(Some records)
________________

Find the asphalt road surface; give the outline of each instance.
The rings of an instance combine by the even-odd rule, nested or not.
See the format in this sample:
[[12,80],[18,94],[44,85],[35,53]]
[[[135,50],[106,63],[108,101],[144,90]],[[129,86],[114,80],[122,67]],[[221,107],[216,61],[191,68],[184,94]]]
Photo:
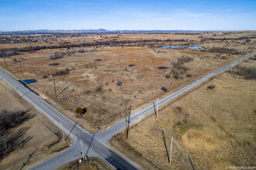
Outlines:
[[[165,97],[159,100],[159,106],[170,101],[206,80],[214,76],[215,75],[230,68],[231,66],[252,56],[254,54],[255,52],[230,64],[228,64],[226,66],[189,84],[169,96]],[[88,156],[96,156],[101,158],[116,168],[120,168],[122,170],[139,169],[135,164],[123,158],[116,151],[109,148],[107,145],[111,137],[125,128],[125,120],[122,120],[113,126],[94,135],[93,134],[82,129],[78,124],[77,124],[76,122],[67,118],[50,104],[39,97],[34,92],[31,91],[31,90],[25,87],[22,83],[15,80],[1,70],[0,78],[11,85],[21,97],[22,97],[29,103],[32,104],[38,110],[46,114],[61,129],[62,128],[67,134],[71,132],[70,135],[74,139],[74,142],[68,149],[36,165],[31,169],[54,169],[64,163],[82,158],[83,155],[81,152],[81,143],[83,145],[84,155],[87,154]],[[142,109],[130,116],[129,123],[140,118],[154,110],[154,107],[153,104]]]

________________

### TASK TO COMPLETE
Reproduce all of the lines above word for word, leaving out the picture.

### SOLUTION TO THE EXERCISE
Find the asphalt road surface; give the outline of each instance.
The rings of an instance combine by the even-odd rule, nested or not.
See the format in this sample:
[[12,80],[18,94],[44,85],[35,53]]
[[[135,50],[106,63],[108,101],[144,90]],[[129,86],[114,80],[122,67]],[[221,107],[216,61],[191,68],[184,94]]]
Photo:
Outlines:
[[[165,97],[159,100],[159,106],[170,101],[206,80],[214,76],[215,75],[230,68],[231,66],[252,56],[254,54],[255,52],[230,64],[228,64],[226,66],[189,84],[169,96]],[[88,156],[96,156],[101,158],[116,168],[120,168],[122,170],[139,169],[135,164],[123,158],[116,151],[109,148],[107,145],[111,137],[125,128],[125,120],[122,120],[113,126],[94,135],[93,134],[82,129],[78,124],[77,124],[76,122],[67,118],[50,104],[39,97],[34,92],[31,91],[31,90],[25,87],[22,83],[15,80],[1,70],[0,78],[11,85],[21,97],[22,97],[29,103],[32,104],[38,110],[46,114],[61,129],[62,128],[67,134],[71,132],[70,135],[74,139],[74,142],[68,149],[36,165],[31,169],[54,169],[64,163],[82,158],[83,155],[81,152],[81,143],[83,145],[84,155],[87,154]],[[142,109],[130,116],[129,123],[140,118],[154,110],[154,107],[153,104]]]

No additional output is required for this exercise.